### Supplied text:
--- START ---
When Randy came back, there was a three page report sitting on his desk. He read it, and his depression lifted. I got a lesson in being non-judgemental, and how much more important actions are than words.
This is how we create our dramas.
Randy was a wise soul, who taught me many things in his short life, (he was also physically short, but I digress…) In general, he was incredibly stable (despite the reality of his life—coming out in 1969—no mean feat, and ultimately contracting and dying from AIDS…) and gently focussed.
He did everything calmly and with verve.
And then, along came this paper.
Randy, get this, was a Straight A student. He never broke a sweat. So, what happened? I don’t know what was going on in his head, but the “affect” was that he was morose, wasn’t eating, not sleeping, sighing a lot—he was torturing himself. He’d gone from bliss to hell.
--- END ---
### Set of tasks:
a. According to the passage about Randy, why was his general stability remarkable? Answer in one to three sentences.
b. In the passage about Randy, how long was the report that was sitting on his desk when he came back?

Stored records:
--- START ---
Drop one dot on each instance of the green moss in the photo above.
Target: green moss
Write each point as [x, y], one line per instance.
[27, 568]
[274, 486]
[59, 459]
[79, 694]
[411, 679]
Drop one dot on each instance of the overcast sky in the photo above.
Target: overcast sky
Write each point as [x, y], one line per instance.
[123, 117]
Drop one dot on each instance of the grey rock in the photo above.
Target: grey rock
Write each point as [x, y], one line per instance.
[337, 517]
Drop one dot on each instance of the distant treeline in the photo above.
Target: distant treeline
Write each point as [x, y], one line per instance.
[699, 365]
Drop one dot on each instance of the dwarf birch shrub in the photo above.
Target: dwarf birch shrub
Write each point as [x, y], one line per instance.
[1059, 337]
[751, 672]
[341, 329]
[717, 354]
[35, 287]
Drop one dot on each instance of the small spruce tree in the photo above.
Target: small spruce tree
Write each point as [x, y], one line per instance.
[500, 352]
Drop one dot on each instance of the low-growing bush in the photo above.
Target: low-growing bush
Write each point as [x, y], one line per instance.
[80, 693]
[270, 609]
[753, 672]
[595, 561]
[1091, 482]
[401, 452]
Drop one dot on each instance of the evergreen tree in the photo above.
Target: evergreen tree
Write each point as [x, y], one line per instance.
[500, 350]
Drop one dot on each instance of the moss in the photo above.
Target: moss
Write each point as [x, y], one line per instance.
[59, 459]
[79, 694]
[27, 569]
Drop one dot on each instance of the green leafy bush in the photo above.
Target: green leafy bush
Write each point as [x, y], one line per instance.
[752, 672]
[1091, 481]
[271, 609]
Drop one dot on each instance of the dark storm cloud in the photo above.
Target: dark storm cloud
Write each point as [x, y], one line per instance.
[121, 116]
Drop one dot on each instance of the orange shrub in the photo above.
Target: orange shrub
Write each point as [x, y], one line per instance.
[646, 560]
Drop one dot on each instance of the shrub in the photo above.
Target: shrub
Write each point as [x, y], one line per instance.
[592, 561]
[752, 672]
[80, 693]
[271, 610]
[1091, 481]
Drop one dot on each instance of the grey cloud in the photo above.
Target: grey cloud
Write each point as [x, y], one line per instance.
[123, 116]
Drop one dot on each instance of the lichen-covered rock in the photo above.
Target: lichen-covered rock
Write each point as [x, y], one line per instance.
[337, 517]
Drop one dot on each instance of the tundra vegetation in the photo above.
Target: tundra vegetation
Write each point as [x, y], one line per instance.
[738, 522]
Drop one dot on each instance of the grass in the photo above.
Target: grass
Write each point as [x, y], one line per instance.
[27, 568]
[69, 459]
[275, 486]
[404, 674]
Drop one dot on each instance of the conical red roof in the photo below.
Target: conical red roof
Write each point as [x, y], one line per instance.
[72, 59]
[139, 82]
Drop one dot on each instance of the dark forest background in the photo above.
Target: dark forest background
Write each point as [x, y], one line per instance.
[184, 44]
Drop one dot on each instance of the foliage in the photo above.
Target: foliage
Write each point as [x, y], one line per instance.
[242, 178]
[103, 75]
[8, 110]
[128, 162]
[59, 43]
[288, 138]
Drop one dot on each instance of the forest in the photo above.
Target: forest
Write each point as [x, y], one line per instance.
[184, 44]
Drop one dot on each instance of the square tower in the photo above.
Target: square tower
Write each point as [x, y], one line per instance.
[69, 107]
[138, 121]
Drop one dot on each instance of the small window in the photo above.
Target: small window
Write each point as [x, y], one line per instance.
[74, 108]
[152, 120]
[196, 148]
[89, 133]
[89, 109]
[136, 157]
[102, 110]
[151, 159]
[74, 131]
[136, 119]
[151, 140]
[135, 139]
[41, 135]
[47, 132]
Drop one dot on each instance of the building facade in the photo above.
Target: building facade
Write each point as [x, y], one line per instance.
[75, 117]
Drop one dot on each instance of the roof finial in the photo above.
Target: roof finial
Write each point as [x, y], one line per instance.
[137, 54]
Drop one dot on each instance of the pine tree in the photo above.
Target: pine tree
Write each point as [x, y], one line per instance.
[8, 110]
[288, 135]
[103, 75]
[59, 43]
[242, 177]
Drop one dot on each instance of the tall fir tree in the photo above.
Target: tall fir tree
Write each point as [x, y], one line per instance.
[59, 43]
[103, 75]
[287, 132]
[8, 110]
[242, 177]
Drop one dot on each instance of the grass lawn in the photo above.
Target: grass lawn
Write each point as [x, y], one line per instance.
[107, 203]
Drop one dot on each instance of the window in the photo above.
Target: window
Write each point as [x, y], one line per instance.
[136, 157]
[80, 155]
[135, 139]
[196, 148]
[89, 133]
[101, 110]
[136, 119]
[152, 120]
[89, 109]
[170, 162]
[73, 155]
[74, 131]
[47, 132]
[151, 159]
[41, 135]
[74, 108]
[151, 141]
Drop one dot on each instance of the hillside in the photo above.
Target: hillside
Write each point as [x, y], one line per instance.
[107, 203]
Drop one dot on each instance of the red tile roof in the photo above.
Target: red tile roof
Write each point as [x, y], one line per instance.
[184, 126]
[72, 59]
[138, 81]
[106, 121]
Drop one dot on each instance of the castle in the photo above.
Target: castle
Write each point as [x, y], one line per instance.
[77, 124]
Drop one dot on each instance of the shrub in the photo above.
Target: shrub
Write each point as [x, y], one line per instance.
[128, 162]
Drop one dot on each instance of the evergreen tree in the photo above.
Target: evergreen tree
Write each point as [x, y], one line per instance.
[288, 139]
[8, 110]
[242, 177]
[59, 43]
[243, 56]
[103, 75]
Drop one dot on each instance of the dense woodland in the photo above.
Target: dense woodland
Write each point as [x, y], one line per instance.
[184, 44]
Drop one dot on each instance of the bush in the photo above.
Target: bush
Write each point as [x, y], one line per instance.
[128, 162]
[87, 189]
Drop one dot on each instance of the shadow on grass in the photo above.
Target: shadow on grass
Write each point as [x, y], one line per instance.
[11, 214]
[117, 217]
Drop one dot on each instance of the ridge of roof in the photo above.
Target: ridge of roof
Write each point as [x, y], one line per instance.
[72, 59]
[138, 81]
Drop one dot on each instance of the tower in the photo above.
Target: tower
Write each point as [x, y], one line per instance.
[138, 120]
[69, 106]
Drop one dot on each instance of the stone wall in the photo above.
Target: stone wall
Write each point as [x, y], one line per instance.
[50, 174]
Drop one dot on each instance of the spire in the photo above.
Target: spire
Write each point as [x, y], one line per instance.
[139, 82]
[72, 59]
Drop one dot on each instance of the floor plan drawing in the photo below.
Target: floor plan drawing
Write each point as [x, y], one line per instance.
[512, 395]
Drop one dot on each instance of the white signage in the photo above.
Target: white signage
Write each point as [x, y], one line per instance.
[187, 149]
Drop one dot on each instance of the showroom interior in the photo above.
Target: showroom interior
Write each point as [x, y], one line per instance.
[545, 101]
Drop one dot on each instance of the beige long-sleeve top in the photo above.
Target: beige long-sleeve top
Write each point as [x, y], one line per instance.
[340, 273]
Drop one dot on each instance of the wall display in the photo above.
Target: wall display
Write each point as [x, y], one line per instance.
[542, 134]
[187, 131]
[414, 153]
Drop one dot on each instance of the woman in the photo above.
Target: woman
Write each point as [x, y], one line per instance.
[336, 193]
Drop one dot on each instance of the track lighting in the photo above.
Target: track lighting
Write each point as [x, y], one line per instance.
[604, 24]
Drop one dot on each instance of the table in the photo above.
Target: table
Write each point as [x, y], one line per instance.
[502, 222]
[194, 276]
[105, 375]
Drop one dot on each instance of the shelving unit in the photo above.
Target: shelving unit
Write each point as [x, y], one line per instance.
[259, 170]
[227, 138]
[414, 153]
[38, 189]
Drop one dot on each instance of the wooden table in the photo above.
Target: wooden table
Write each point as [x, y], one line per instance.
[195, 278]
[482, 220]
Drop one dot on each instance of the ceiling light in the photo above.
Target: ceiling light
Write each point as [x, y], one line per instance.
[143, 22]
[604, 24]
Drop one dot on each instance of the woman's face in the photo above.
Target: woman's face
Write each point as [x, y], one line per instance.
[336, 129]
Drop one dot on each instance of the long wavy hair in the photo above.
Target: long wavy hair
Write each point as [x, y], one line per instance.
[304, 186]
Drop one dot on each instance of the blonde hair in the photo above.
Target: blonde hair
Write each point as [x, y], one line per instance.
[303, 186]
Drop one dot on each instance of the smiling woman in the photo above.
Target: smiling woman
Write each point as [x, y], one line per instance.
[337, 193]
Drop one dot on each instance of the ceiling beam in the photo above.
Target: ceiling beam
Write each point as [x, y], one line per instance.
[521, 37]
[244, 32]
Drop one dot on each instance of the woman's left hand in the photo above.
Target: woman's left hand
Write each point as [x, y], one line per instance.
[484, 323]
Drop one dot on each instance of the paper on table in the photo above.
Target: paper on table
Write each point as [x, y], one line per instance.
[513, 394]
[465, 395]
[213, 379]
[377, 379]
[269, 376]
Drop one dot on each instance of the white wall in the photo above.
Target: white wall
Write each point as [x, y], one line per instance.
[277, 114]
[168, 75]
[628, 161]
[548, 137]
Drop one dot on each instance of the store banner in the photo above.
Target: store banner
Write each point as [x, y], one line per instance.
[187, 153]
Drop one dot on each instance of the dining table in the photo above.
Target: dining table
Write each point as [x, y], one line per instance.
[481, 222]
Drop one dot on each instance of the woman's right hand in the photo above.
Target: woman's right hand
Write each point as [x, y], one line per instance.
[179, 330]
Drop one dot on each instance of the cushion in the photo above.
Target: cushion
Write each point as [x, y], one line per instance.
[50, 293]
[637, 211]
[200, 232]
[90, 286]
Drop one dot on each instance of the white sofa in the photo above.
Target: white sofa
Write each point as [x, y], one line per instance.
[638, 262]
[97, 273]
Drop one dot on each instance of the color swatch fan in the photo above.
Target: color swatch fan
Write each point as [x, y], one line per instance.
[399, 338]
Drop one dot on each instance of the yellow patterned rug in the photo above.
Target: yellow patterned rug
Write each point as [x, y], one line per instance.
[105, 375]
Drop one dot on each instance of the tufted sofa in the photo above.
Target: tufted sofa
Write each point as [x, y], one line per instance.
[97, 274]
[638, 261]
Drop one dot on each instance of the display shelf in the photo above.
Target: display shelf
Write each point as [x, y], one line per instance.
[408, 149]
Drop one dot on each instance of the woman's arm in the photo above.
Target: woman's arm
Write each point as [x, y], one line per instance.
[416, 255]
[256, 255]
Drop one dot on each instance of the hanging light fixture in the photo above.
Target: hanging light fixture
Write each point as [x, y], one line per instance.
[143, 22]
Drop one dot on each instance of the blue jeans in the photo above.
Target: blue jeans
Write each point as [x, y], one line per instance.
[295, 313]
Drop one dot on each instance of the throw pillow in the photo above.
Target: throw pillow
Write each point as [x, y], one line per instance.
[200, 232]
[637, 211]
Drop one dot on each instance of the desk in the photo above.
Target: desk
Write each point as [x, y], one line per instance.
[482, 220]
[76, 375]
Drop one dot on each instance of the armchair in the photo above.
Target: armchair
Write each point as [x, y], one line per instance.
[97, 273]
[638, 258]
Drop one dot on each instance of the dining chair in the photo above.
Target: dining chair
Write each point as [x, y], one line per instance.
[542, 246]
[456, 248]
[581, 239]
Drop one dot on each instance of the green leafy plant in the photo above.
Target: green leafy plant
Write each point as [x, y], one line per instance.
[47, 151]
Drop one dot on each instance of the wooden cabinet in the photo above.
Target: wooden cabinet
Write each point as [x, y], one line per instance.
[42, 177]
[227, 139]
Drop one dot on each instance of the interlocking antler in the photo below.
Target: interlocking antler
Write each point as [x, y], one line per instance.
--- END ---
### Answers to the exercises:
a. Randy stayed incredibly stable despite the reality of his life. He came out in 1969, which the passage calls no mean feat, and he ultimately contracted and died from AIDS.

b. It was three pages long.